● **Objective**
Filter the entries below and reproduce every line that contains the string "umbrella", leaving out all other lines.

● **Data for processing**
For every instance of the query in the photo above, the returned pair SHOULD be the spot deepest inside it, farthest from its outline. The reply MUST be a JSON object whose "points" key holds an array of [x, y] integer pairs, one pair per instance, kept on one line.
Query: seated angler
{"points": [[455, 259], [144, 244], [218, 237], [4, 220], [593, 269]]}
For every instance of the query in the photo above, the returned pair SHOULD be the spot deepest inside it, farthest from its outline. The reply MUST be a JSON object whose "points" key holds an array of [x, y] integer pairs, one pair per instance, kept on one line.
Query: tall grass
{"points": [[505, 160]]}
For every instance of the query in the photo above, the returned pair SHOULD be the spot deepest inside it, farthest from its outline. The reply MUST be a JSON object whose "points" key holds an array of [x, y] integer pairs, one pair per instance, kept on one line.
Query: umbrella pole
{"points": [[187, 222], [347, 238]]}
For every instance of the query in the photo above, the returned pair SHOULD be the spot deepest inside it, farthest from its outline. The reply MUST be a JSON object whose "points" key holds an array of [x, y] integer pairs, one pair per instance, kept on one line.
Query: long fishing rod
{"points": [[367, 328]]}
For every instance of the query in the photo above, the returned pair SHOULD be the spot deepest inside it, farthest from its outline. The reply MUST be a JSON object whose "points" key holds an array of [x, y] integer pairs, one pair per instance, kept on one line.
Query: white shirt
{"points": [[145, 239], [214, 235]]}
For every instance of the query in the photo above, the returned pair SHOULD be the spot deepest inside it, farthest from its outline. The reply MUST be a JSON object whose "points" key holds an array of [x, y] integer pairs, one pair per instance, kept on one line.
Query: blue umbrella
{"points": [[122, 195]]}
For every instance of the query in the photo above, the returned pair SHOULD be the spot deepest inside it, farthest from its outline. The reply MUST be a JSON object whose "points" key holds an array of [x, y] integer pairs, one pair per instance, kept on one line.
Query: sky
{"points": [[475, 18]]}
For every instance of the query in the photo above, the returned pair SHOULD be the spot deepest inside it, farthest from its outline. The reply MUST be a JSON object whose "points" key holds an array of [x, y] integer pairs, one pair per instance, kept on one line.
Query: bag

● **Response to the exercise**
Query: umbrella pole
Query: blue umbrella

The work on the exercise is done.